* What this task involves
Starting from the line in which "Reviewer note: check that every instance of the bird's white" appears, output every line down to the last line of the data below, exactly and without anything more.

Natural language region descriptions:
────────
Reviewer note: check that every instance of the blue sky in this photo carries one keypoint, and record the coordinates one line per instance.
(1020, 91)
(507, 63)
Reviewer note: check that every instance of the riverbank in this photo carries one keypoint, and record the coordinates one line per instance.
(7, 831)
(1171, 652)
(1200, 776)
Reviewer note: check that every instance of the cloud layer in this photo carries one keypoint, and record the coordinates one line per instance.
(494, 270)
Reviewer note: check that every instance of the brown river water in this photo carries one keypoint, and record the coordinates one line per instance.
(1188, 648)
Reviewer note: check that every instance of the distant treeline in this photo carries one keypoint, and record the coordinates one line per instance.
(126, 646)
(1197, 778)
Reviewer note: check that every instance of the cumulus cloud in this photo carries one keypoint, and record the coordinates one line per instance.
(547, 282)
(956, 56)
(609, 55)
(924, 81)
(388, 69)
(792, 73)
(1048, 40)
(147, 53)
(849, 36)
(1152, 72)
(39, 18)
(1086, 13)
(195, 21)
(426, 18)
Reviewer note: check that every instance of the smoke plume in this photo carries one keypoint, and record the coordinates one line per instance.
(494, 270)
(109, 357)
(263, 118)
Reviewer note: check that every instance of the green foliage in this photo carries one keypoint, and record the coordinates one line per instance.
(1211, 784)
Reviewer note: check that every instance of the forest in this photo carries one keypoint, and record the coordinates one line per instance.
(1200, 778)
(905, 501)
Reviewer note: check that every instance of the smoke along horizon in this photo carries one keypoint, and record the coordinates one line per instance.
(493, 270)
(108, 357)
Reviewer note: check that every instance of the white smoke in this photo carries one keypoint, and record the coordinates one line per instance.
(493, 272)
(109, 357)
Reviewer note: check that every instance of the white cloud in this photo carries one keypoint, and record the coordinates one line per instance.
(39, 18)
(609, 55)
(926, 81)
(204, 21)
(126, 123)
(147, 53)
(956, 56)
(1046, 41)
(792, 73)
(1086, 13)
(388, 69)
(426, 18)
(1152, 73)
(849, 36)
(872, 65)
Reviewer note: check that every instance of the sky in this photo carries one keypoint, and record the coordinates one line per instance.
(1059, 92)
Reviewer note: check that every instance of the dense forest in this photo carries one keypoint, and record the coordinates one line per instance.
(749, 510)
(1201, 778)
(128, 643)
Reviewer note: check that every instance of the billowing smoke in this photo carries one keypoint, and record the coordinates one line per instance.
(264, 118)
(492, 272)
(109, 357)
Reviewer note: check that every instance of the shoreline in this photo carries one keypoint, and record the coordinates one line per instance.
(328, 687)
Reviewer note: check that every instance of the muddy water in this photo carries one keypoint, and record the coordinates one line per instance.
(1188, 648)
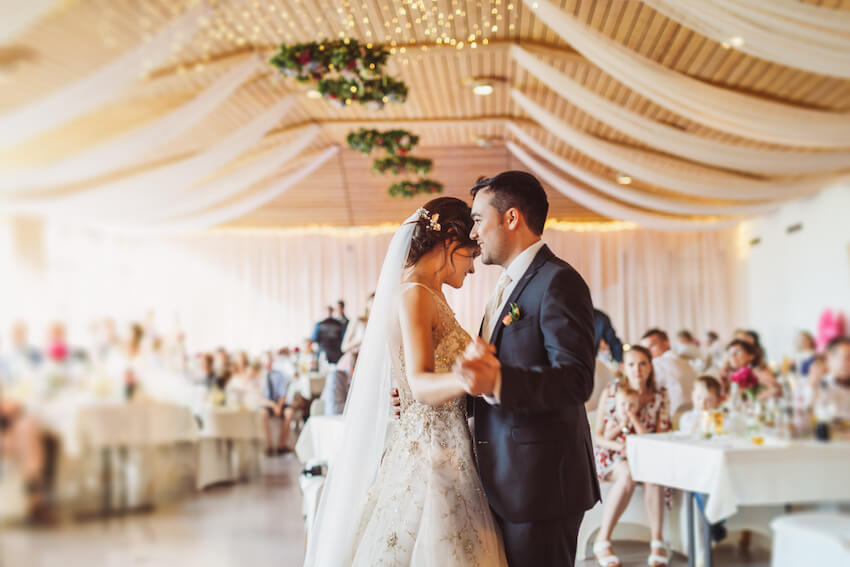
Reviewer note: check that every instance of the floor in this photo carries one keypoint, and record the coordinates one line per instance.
(245, 525)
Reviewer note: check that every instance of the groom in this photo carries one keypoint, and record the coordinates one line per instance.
(530, 373)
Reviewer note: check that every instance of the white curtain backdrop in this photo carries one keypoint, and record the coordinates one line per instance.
(19, 16)
(136, 145)
(812, 38)
(677, 142)
(715, 107)
(266, 289)
(101, 86)
(672, 173)
(612, 209)
(637, 197)
(121, 198)
(233, 210)
(224, 188)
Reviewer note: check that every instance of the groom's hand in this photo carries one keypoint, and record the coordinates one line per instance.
(479, 369)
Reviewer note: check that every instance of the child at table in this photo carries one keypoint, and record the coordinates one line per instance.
(706, 396)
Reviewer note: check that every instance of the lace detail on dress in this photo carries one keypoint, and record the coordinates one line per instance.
(427, 507)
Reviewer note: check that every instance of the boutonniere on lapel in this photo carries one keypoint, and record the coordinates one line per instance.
(512, 316)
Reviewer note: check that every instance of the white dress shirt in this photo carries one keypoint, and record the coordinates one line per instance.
(674, 373)
(516, 269)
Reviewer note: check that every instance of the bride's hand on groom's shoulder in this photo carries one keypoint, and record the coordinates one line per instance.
(478, 368)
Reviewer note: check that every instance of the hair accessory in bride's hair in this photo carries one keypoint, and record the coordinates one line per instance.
(432, 219)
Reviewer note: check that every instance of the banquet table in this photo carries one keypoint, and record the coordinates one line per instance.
(320, 439)
(229, 445)
(735, 472)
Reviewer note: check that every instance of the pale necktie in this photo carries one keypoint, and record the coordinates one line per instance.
(493, 305)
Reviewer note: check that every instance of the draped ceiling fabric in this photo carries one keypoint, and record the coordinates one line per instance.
(670, 172)
(635, 197)
(232, 210)
(157, 187)
(100, 87)
(789, 32)
(18, 16)
(612, 209)
(741, 114)
(675, 141)
(266, 289)
(136, 145)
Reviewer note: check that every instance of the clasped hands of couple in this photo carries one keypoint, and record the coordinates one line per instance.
(477, 369)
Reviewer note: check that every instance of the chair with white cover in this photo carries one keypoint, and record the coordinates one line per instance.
(811, 539)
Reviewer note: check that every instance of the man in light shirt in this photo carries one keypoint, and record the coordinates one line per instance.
(671, 371)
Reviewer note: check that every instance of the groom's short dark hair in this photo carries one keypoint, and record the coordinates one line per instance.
(520, 190)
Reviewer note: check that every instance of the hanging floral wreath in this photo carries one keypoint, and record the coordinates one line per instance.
(346, 71)
(402, 164)
(409, 189)
(394, 142)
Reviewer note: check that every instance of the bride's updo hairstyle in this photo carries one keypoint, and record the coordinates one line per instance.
(441, 220)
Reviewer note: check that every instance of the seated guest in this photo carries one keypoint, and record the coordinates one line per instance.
(808, 388)
(745, 368)
(354, 332)
(805, 352)
(714, 352)
(328, 335)
(274, 389)
(222, 367)
(336, 387)
(603, 330)
(602, 377)
(244, 390)
(672, 372)
(23, 442)
(836, 386)
(645, 410)
(687, 346)
(708, 394)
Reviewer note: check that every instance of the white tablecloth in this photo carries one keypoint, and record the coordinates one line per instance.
(232, 424)
(230, 445)
(320, 438)
(735, 472)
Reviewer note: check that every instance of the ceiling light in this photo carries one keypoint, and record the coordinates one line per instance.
(482, 88)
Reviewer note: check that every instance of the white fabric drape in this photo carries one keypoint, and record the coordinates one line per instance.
(224, 188)
(160, 185)
(715, 107)
(232, 210)
(674, 174)
(677, 142)
(634, 196)
(613, 210)
(100, 87)
(812, 38)
(257, 290)
(134, 146)
(19, 16)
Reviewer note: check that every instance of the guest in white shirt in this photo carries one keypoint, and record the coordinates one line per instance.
(715, 351)
(686, 346)
(707, 395)
(837, 383)
(671, 371)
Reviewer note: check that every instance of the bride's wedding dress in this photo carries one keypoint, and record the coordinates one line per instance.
(427, 507)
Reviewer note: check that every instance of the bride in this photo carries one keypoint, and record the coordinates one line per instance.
(416, 499)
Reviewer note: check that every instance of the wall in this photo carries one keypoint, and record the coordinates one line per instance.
(790, 278)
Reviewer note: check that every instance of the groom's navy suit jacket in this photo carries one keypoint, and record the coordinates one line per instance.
(534, 449)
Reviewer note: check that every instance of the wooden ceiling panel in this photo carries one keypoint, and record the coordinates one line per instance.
(438, 46)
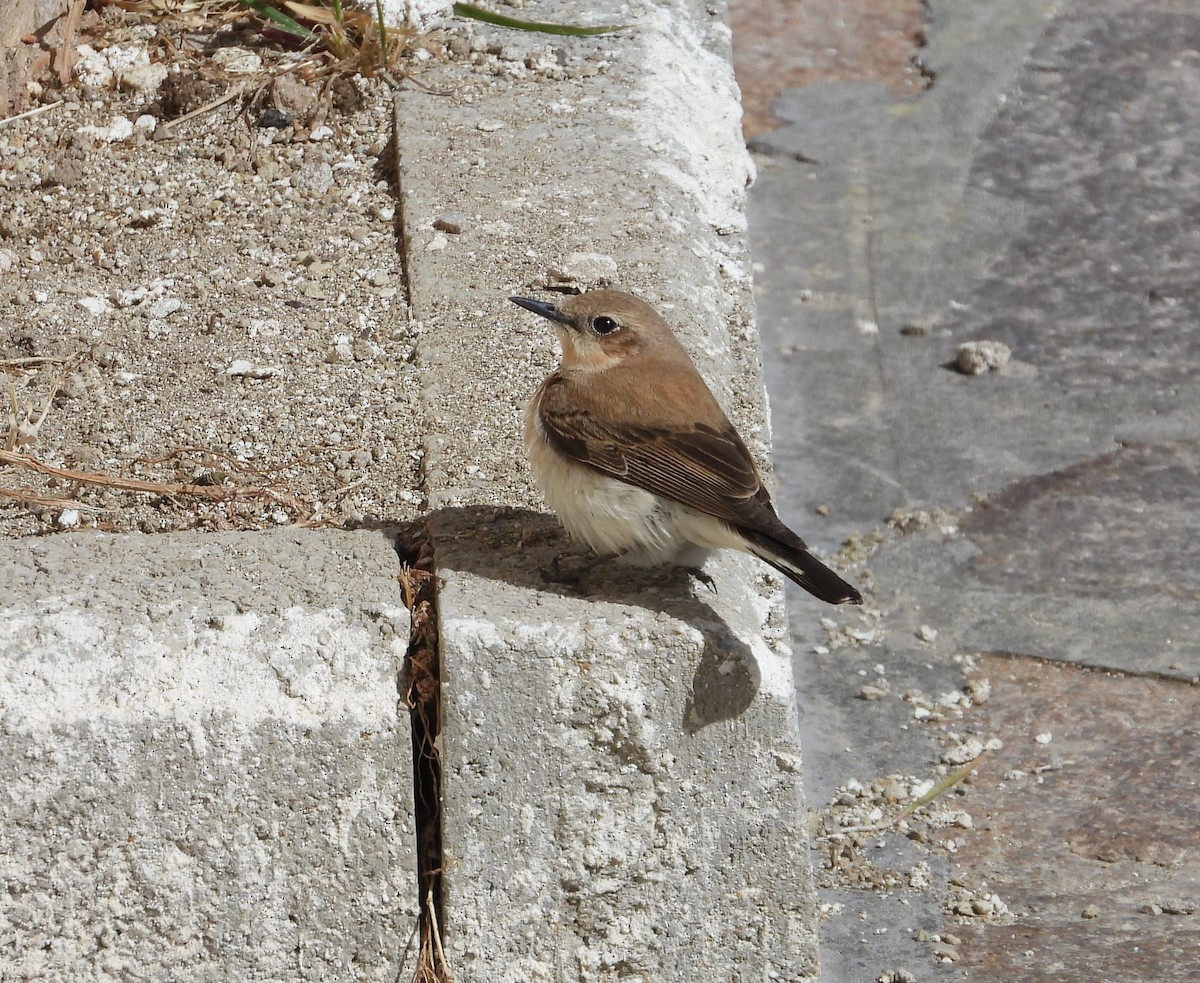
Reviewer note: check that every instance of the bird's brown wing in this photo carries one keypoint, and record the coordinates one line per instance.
(707, 468)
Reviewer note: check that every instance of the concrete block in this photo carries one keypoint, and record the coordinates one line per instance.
(622, 774)
(205, 771)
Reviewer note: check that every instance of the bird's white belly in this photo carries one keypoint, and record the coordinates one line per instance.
(616, 517)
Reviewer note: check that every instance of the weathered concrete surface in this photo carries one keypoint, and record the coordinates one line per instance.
(207, 772)
(622, 768)
(1042, 195)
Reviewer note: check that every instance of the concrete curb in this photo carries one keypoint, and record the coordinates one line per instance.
(207, 765)
(203, 760)
(622, 786)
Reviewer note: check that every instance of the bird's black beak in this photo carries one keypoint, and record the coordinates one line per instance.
(547, 311)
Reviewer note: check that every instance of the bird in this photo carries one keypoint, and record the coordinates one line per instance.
(634, 453)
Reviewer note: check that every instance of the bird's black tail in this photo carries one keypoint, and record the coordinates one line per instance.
(795, 562)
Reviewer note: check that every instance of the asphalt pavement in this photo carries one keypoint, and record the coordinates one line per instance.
(1039, 193)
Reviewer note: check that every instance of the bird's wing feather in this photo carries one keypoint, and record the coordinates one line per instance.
(707, 468)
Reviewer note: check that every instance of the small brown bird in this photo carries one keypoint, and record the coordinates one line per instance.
(635, 455)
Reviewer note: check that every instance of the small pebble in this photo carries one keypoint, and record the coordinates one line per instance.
(450, 222)
(978, 357)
────────
* Result
Reviewer note: check that every instance of the bird's white belly in this photo carries one keypoint, and record the coordinates one line per instance.
(616, 517)
Reviewer note: check that every instance of the weathered concrete surface in this photo carries one keypoint, and record the coordinates one line per instance.
(207, 772)
(622, 768)
(1042, 195)
Reviewer note: check that every instance of the concrete curb in this photo carries one keypoint, and record the coordinates one line per instance.
(207, 765)
(203, 760)
(622, 786)
Reviewer note: check that every instance of the bird's black beak in this photo carries one keypoint, and record the coordinates one line per instance.
(547, 311)
Reviewer note: check that every instance of the bird in this photo carries one keypoint, and record the coordinates one line per instance.
(634, 453)
Reviewer note: check that every instance of the bird's black tail in this photo carries one keypoint, and record the coordinates one line per instance.
(795, 562)
Reviewer note: check that every instance of the asphalt pavement in this photo carries one keypoint, and record the coordinates one line per instance.
(1039, 193)
Reviewer note: check that every instance of the bird's wing feather in this photo carries one keypoint, and record the coordinates one line per instance.
(707, 468)
Reviewer note: check that every instance of the small brown bird in this photo carries one keypoint, and record the coordinates one line per instance.
(635, 455)
Reviewer note: check that every instance of the small pebble in this photo carries one keypoint, and record the coordinates one line per instance.
(450, 222)
(978, 357)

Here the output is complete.